Listopadowy zjazd niemieckiej chadecji odbył się w Karlsruhe. Jak przystało na parteitag, Angela Merkel wygłosiła płomienną mowę w obronie konserwatyzmu, po czym delegaci większością 90 proc. głosów ponownie wybrali ją na szefową CDU. Ciekawsze było to, co stało się potem: Merkel uroczyście pożegnała dwóch ostatnich rywali ze starej gwardii – Jürgena Rüttgersa, który w majowych wyborach utracił władzę w Nadrenii Północnej-Westfalii, i Rolanda Kocha, który w sierpniu sam złożył urząd premiera Hesji. Na zwolnione fotele wiceszefów CDU delegaci powołali dwie wschodzące gwiazdy chadecji – ministra środowiska Norberta Röttgena i minister pracy Ursulę von der Leyen. Oboje uchodzą za ludzi Merkel, ale to von der Leyen jest typowana na jej następczynię.
Pół roku temu o mało nie została prezydentem Niemiec. Gdy 31 maja Horst Köhler podał się do dymisji, media z miejsca okrzyknęły Ursulę von der Leyen jego następczynią – prezydenta wybiera w Niemczech parlament, a najpopularniejsza minister w rządzie wydawała się idealną kandydatką, sama nie kryła zresztą prezydenckich ambicji. Tłumaczono, że Merkel chce skończyć z tradycją wybierania na najwyższy urząd partyjnych grandów, spekulacje na temat prezydent von der Leyen karmiło najbliższe otoczenie pani kanclerz.

--- SEKCJA DANYCH ---
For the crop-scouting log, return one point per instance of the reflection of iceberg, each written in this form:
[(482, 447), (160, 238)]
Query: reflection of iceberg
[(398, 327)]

--- CEL ZADANIA ---
Przepisz słowo w słowo fragment tekstu o zjeździe CDU w Karlsruhe, począwszy od słów "Listopadowy zjazd niemieckiej" aż do słów "na jej następczynię." włącznie. Zamieszczone wiersze nie są potrzebne do wykonania zadania.

--- ROZWIĄZANIE ZADANIA ---
Listopadowy zjazd niemieckiej chadecji odbył się w Karlsruhe. Jak przystało na parteitag, Angela Merkel wygłosiła płomienną mowę w obronie konserwatyzmu, po czym delegaci większością 90 proc. głosów ponownie wybrali ją na szefową CDU. Ciekawsze było to, co stało się potem: Merkel uroczyście pożegnała dwóch ostatnich rywali ze starej gwardii – Jürgena Rüttgersa, który w majowych wyborach utracił władzę w Nadrenii Północnej-Westfalii, i Rolanda Kocha, który w sierpniu sam złożył urząd premiera Hesji. Na zwolnione fotele wiceszefów CDU delegaci powołali dwie wschodzące gwiazdy chadecji – ministra środowiska Norberta Röttgena i minister pracy Ursulę von der Leyen. Oboje uchodzą za ludzi Merkel, ale to von der Leyen jest typowana na jej następczynię.